== SHORT TASK ==
Arrange the lines below as a numbered list, skipping any blank lines and leaving out the pictures.
==== INPUT
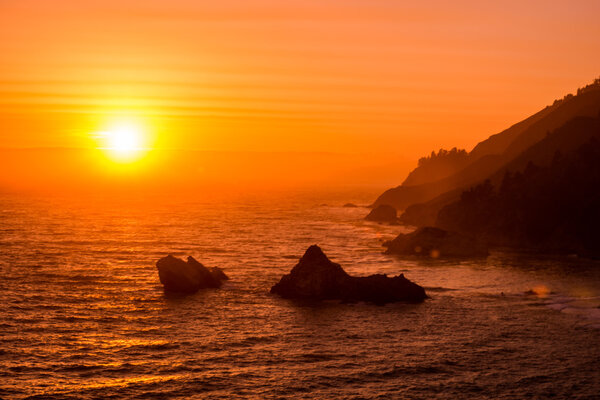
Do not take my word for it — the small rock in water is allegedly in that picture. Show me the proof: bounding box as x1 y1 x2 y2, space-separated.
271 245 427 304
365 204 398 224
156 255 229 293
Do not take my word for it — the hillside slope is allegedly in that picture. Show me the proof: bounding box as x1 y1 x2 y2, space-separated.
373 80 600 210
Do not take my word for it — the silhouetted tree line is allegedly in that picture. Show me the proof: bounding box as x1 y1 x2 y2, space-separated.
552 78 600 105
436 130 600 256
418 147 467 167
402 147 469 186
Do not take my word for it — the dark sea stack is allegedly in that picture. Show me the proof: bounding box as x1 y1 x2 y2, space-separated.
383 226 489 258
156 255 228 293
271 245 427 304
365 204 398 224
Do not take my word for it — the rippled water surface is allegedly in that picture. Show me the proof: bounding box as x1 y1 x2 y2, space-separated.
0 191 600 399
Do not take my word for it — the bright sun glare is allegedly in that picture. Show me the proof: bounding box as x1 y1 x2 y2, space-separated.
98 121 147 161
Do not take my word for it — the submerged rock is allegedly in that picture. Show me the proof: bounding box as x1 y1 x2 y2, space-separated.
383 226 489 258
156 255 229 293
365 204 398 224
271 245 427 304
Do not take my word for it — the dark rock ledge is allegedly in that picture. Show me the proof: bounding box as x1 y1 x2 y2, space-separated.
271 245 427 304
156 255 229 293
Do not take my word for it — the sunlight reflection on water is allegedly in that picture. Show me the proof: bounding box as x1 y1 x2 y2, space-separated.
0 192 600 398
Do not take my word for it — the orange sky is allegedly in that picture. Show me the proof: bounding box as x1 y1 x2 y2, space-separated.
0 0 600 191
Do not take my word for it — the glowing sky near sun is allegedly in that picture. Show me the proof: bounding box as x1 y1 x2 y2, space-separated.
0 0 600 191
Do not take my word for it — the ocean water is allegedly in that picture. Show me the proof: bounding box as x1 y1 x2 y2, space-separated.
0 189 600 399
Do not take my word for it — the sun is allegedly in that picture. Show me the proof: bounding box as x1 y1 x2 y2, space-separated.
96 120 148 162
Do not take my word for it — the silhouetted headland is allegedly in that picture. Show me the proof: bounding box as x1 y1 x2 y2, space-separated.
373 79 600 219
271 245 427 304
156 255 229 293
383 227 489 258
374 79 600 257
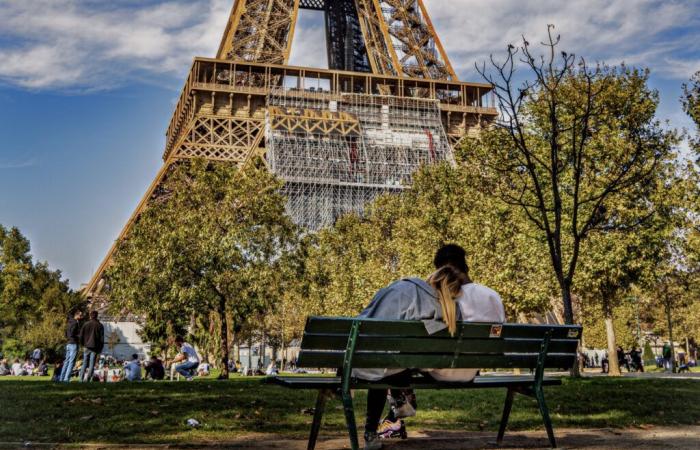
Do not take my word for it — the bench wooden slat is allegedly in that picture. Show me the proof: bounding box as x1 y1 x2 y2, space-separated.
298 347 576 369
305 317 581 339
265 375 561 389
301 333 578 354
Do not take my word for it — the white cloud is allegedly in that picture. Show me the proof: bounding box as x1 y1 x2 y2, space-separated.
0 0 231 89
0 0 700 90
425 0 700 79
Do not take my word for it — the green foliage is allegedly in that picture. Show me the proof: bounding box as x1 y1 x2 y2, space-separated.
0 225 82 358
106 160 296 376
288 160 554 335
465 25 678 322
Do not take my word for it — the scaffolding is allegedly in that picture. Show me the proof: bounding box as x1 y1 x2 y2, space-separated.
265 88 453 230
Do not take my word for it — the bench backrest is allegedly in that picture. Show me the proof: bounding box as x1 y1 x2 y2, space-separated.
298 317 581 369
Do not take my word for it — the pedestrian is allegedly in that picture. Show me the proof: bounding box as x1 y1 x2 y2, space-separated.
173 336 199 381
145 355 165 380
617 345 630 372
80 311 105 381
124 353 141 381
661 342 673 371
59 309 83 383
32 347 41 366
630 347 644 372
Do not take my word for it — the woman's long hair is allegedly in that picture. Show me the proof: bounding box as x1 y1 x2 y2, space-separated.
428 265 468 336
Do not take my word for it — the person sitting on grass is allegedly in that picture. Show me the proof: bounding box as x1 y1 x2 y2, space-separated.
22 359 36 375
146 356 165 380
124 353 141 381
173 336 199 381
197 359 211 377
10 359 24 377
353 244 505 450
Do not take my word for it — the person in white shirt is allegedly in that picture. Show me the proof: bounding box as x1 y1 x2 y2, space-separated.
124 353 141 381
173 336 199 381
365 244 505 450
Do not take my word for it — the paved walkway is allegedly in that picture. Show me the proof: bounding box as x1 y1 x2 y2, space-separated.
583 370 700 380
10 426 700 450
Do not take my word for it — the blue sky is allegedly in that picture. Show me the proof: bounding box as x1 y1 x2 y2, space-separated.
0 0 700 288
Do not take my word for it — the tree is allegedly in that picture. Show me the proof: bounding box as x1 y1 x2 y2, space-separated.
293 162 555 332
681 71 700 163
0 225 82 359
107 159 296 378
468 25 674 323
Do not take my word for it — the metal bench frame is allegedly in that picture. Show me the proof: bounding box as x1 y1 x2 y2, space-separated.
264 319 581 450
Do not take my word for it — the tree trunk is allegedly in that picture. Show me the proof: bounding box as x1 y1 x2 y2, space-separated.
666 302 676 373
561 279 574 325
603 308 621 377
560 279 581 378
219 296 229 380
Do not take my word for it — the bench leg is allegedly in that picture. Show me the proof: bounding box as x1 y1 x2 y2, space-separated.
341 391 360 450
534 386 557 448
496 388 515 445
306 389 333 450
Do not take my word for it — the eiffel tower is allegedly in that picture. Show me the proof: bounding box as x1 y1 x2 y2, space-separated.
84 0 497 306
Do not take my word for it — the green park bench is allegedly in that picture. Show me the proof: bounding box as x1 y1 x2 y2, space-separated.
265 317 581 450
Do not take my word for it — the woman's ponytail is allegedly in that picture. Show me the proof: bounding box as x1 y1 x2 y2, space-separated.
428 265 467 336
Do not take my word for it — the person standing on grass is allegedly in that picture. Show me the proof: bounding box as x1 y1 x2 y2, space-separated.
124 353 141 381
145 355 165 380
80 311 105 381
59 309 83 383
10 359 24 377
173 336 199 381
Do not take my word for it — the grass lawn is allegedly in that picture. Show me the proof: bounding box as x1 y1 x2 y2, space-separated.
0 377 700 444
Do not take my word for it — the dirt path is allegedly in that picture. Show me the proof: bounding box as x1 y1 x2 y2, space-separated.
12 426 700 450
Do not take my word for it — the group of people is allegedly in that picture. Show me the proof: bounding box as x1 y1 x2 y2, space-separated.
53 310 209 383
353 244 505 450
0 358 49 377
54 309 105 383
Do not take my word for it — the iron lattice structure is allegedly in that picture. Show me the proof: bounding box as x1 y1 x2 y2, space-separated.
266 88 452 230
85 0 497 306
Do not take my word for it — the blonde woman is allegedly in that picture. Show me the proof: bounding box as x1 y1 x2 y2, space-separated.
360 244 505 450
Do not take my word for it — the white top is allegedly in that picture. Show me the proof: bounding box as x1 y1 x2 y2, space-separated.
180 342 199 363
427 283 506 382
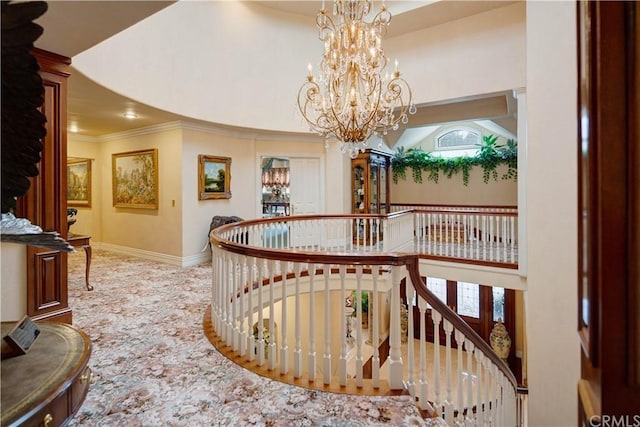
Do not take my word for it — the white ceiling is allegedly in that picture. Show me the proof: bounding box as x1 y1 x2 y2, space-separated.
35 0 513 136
========
== TASK SOLUTION ==
1. Do not take my word for it — the small rock in water is allegedly in that picture. Show me the proof: bounding box as x1 y1 x2 y2, space-separated.
2. 271 245 427 304
3. 365 204 398 224
4. 156 255 229 293
5. Do not take my word for it — the hillside slope is allegedly in that picture. Show me the proof: bounding box as x1 y1 x2 y2, space-separated.
6. 373 80 600 210
7. Do not take my word for it — the silhouetted tree line is allegedly in that picture. Show me the proof: bounding box as x1 y1 x2 y2, space-separated.
8. 552 78 600 105
9. 436 130 600 256
10. 418 147 467 167
11. 402 147 469 186
12. Do not take my word for it — the dark sea stack is allegedly in that picture. Show me the proof: bounding box as x1 y1 x2 y2, space-separated.
13. 383 226 489 258
14. 156 255 228 293
15. 271 245 427 304
16. 365 204 398 224
17. Do not take my word for it — the rippled water surface is allegedly in that picture. Show me the proof: bounding box as x1 y1 x2 y2, space-separated.
18. 0 191 600 399
19. Do not take my word for it — the bright sun glare is allegedly in that picture. Show me the proof: bounding box as x1 y1 x2 y2, space-separated.
20. 98 121 147 161
21. Do not take my word for it — the submerged rock is allegedly in that picture. Show me the proof: bounding box as x1 y1 x2 y2, space-separated.
22. 383 226 489 258
23. 156 255 229 293
24. 365 204 398 224
25. 271 245 427 304
26. Do not take my word for it — the dark rock ledge is allegedly in that picture. Show me the proof: bounding box as x1 y1 x2 y2, space-separated.
27. 271 245 427 304
28. 156 255 229 293
29. Do not take my word for it — the sunlight reflection on water is allegedly in that picture. Show me the proof: bounding box as x1 y1 x2 y2, space-separated.
30. 0 192 600 398
31. Do not take my word for it — the orange sky is allegedly in that picture. Show me the proof: bounding box as x1 y1 x2 y2, space-separated.
32. 0 0 600 191
33. Do not take my word for it — the glowing sky near sun is allegedly in that picture. Show me the proof: bounding box as x1 y1 x2 y2, space-separated.
34. 0 0 600 191
35. Do not take my word for it — the ocean water is allegedly in that picture. Show me the proof: bounding box as x1 y1 x2 y2, space-separated.
36. 0 189 600 399
37. Do not take my word for it — the sun is allegedly in that picture. Show me the proof: bounding box as x1 y1 x2 y2, space-separated.
38. 96 120 148 162
39. Do not take my word for it — the silhouetted headland is allegedly in that picture. Show me the proof: bounding box as x1 y1 x2 y2, space-separated.
40. 373 79 600 219
41. 271 245 427 304
42. 156 255 229 293
43. 383 227 489 258
44. 374 79 600 257
45. Do not take my word for it — the bench wooden slat is allegedly in that picture. Show me the proof: bounding box as x1 y1 x2 y2, space-separated.
46. 298 347 576 369
47. 305 317 581 339
48. 265 375 561 389
49. 301 333 578 354
50. Do not take my word for it — the white cloud is allegedly in that picture. Show me the proof: bounding box as x1 y1 x2 y2, space-separated.
51. 0 0 231 89
52. 0 0 700 90
53. 425 0 700 79
54. Do not take my word for it — the green foliage is allegedly in that picture. Show me the proof: bounding box as x1 y1 x2 y2, space-separated.
55. 0 225 82 358
56. 106 160 296 376
57. 288 160 554 335
58. 465 25 678 322
59. Do not take my word for it — the scaffolding is allegedly in that picture. Show me the proof: bounding box as x1 y1 x2 y2, space-separated.
60. 265 88 453 230
61. Do not take my word for it — the bench backrest is allegedly in that picture. Show me the proof: bounding box as x1 y1 x2 y2, space-separated.
62. 298 317 581 369
63. Do not take my word for it — the pedestrian is allegedly in that picture. Show me the proof: bounding box as x1 y1 x2 y2, space-separated.
64. 173 336 199 381
65. 145 355 165 380
66. 617 345 630 372
67. 80 311 105 381
68. 124 353 141 381
69. 661 342 673 371
70. 59 309 83 383
71. 32 347 41 366
72. 630 347 644 372
73. Do not take my word for it — the woman's long hair is allegedly in that picture. Show me the proof: bounding box as x1 y1 x2 y2, space-separated.
74. 428 265 468 336
75. Do not take my word for it — the person sitting on grass is allegedly in that picture. Show me the proof: bounding box as x1 y1 x2 y2, space-separated.
76. 22 359 36 375
77. 146 356 165 380
78. 124 353 141 381
79. 173 336 199 381
80. 197 359 211 377
81. 10 359 24 377
82. 353 244 505 450
83. Do not take my word for it — the person in white shirt is allegedly in that picture. Show me the proof: bounding box as x1 y1 x2 y2, space-separated.
84. 124 353 141 381
85. 173 336 199 381
86. 365 244 505 450
87. Do not take my word for it — the paved walkway is allegedly in that picture. Show me the proof: bounding box as x1 y1 x2 y2, space-separated.
88. 583 370 700 380
89. 10 426 700 450
90. Do not take my word for it — the blue sky is allegedly in that picture. Show me the proof: bounding box as x1 y1 x2 y2, space-separated.
91. 0 0 700 288
92. Do not take my word for it — the tree is allegedly in that picture. Show me the proof: bounding box as x1 y1 x2 y2, space-separated.
93. 293 162 555 332
94. 681 71 700 163
95. 0 225 82 359
96. 107 159 296 378
97. 468 25 674 323
98. Do not take my word for it — the metal bench frame is allegedly in that picture. Show me the proof: bounding box as x1 y1 x2 y2, space-separated.
99. 264 319 581 450
100. Do not take my word for it — the tree trunk is allegedly in that picture. Show me the proof: bounding box as x1 y1 x2 y2, space-separated.
101. 666 302 676 373
102. 561 279 574 325
103. 603 308 621 377
104. 560 279 581 378
105. 219 296 229 380
106. Do not take my word for it — the bench leg is allegedly in that picture. Show me the proof: bounding box as x1 y1 x2 y2, space-separated.
107. 341 391 360 450
108. 534 386 557 448
109. 496 388 515 445
110. 306 389 333 450
111. Do not take my word for it — the eiffel tower is allegedly in that picture. Show me the proof: bounding box as x1 y1 x2 y2, space-separated.
112. 84 0 497 306
113. Do not take my word for it — the green park bench is allegedly in that picture. Show me the proof: bounding box as x1 y1 x2 y2, space-separated.
114. 265 317 581 450
115. Do not take my word for it — the woman's ponytail is allegedly in that picture. Show me the proof: bounding box as x1 y1 x2 y2, space-separated.
116. 428 265 467 336
117. Do not take my word for it — the person standing on grass is allegedly in that picture. Show me the proof: bounding box as x1 y1 x2 y2, space-separated.
118. 124 353 141 381
119. 145 355 165 380
120. 80 311 105 381
121. 59 309 83 383
122. 10 359 24 377
123. 173 336 199 381
124. Do not take my word for it — the grass lawn is allegedly in that picture. Show me the proof: bounding box as x1 y1 x2 y2, space-separated.
125. 0 377 700 444
126. Do not take my word for it — the dirt path is allegedly in that picture. Show me the proof: bounding box as x1 y1 x2 y2, space-separated.
127. 12 426 700 450
128. Do not take my word for it — the group of people is allegedly in that picture. Show me the proof: bounding box as x1 y1 x2 y2, space-separated.
129. 53 310 209 383
130. 353 244 505 450
131. 0 358 49 377
132. 54 309 105 383
133. Do not take my word for it — the iron lattice structure is allegedly in that picture. Show me the proof: bounding box as x1 y1 x2 y2, space-separated.
134. 266 88 452 230
135. 85 0 497 306
136. Do not take my word for it — the blonde woman is allegedly in that picture. Show me the proof: bounding box as x1 y1 x2 y2, space-separated.
137. 360 244 505 450
138. Do not take my word for it — the white top is allegedly in that picture. Show me the proof: bounding box as x1 y1 x2 y2, space-separated.
139. 180 342 199 363
140. 427 283 506 382
141. Do not take my word for it — the white ceiling is allegedly in that picture. Show me the proof: bounding box as x1 y1 x2 y2, space-separated.
142. 35 0 513 136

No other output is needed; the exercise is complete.